Source text →
Tuesday, June 24, 1997

C-Cube Microsystems Inc.
(Nasdaq: CUBE) (N) (S)
Phone: 408-944-6300
c-cube.com
Price (6/24/97): $19 1/4

HOW DID IT FIND TROUBLE?

DVD or not DVD? That is the question investors are trying to answer in assessing the role C-Cube
will play in the promising digital video disc (DVD) market, especially since its present video
business is not painting a pretty picture. Vertical Hold? Vertical Plunge! After trading as high as
$50 in November and at more than $40 as recently as January, shares of C-Cube have fallen off the
screen.

Soft sales and heightened competition has tinkered with the once rosy image shareholders had of
C-Cube. For a company that once dominated the VideoCD market, it was caught off guard when
ESS TECHNOLOGY (Nasdaq: ESST) (N) (S) stormed in with lower prices. Its potentially
lucrative role in DVD has been muddied by new competitors as well. While new product
introductions may brighten spirits, it won't happen this quarter. Last month the company
announced that earnings would come in significantly below analyst expectations.

BUSINESS DESCRIPTION

California-based C-Cube Microsystems designs and markets integrated circuits that implement
international standards for digital images and video. Half of its revenues come from the
communications segment, where its encoders are being used by digital satellite broadcasters. A
close but fading second is its VideoCD niche. While demand continues to strengthen in its Asian
stronghold, competition has been fierce. Then there is DVD, where it has yet to line up significant
backers in what looks to be the hot-selling tech gear this year.

The excitement over DVD is not to be taken lightly. With the capacity to store up to 9 hours of
digital video or 30 hours of audio, the storage capability shatters that of the similar compact disc.
(They both have the same diameter, but DVD is twice as thick.)

FINANCIAL FACTS

Income Statement

12-month sales: $345.9 million
12-month income: $62.1 million*
12-month EPS: $1.64*
Profit Margin: 18%
Market Cap: $723.3 million
(*Excludes charges associated
with the acquisition of DiviCom Inc.)

Balance Sheet
Cash: $103.7 million
Current Assets: $214.5 million
Current Liabilities: $68.1 million
Long-term Debt: $87.6 million

Ratios
Price-to-earnings: 11.6
Price-to-sales: 2.1

HOW COULD YOU HAVE SEEN IT COMING? ESS TECHNOLOGY (Nasdaq: ESST) (N) (S) began to stomp on C-Cube's turf late last year in
the VideoCD market, and the troubled circuit-maker was slow to counter with price cuts. Once it
did, beyond being too late to stall ESS Technology's momentum in the Far East, it was only a
matter of time before the once lofty profit margins in this substantial C-Cube business segment
would shrink. This ultimately led to the lower earnings forecast when it was not able to make up the
shortfall with volume.

Data lines →

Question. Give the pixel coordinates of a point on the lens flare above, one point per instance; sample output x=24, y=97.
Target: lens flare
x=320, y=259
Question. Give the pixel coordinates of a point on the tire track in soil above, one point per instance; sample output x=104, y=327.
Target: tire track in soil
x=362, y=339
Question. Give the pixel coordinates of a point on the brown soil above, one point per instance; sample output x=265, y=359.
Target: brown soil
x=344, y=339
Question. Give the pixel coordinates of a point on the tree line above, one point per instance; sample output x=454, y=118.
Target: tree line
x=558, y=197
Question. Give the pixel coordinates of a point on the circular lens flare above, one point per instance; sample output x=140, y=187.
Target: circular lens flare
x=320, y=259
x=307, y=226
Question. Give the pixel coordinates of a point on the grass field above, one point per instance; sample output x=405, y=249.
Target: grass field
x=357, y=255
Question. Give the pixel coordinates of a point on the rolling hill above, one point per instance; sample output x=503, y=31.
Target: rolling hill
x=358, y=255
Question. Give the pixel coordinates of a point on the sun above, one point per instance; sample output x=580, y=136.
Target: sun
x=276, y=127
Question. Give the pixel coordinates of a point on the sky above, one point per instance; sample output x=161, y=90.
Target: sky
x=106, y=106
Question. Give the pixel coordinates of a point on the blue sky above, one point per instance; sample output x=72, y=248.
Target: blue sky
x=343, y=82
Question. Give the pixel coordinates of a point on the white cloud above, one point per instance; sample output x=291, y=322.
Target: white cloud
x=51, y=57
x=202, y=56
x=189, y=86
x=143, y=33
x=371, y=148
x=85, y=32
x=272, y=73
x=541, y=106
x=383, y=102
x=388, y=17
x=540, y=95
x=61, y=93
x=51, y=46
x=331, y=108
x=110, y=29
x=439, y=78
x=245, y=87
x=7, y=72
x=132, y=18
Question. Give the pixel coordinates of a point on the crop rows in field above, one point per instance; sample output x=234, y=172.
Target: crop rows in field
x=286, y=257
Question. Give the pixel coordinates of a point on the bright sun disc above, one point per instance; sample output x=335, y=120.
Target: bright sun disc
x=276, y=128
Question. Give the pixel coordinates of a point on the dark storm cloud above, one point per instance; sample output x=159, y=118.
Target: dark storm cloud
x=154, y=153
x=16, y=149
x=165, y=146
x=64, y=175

Tasks to perform →
[1] Answer these questions using the C-Cube article:
(a) Which company entered the VideoCD market with lower prices?
(b) How many hours of digital video can a DVD store?
(c) What were C-Cube's 12-month sales?
[2] Put this sentence from the C-Cube article into Spanish: "Last month the company announced that earnings would come in significantly below analyst expectations."
[3] Go on with the C-Cube article after its final sentence.

Solved problems →
[1]
(a) ESS Technology
(b) Up to 9 hours
(c) $345.9 million

[2] El mes pasado, la empresa anunció que las ganancias serían considerablemente inferiores a las expectativas de los analistas.

[3]
Shareholders may have overlooked this to some degree if there was at least some assurance that
C-Cube would have a dominant role in DVD. That has not happened. ZORAN (Nasdaq: ZRAN)
(N) (S) has stolen some of the company's thunder by announcing a software-based solution.

WHERE TO FROM HERE?

One good half deserves another. When C-Cube announced that earnings would come in at a little
better than half of the $0.41 per share earnings estimate for the current quarter, the analysts halved
their projections clear on through next year. 1998 projections have gone from $2.29 per share to
$1.27 per share. Naturally, the stock price has also been halved as well. But could Wall Street be
shortsighted?

VideoCD competition is tough, so C-Cube got tougher. Its new CL-680 solution is based on just
one chip, considerably cheaper to produce than the competition's two chip products. And as for
Zoran's software salvo, it has weak copy protection, something that C-Cube's solution thrives on
in a pirate-conscious Hollywood that plans to stock the shelves with DVD films later this year.

This summer C-Cube will introduce its MPEG Video Peripherals, or MVP. The external device will
allow digital storage on computers from any analog source. While it will offer many of the features
of existing products like tv-tuner cards and video capture peripherals, those products have limited
communications capability. Full-motion video conferencing, e-mail, even web pages will be
possible, as well as the archiving of family videos thanks to the ever-dropping storage capacity
costs of recordable CD-ROMs. Retailing at under $300, the MVP may prove worthy of its acronym
in contributing to C-Cube's future, and the sooner the better.

C-Cube is boxed in, but the future has yet to be squared away.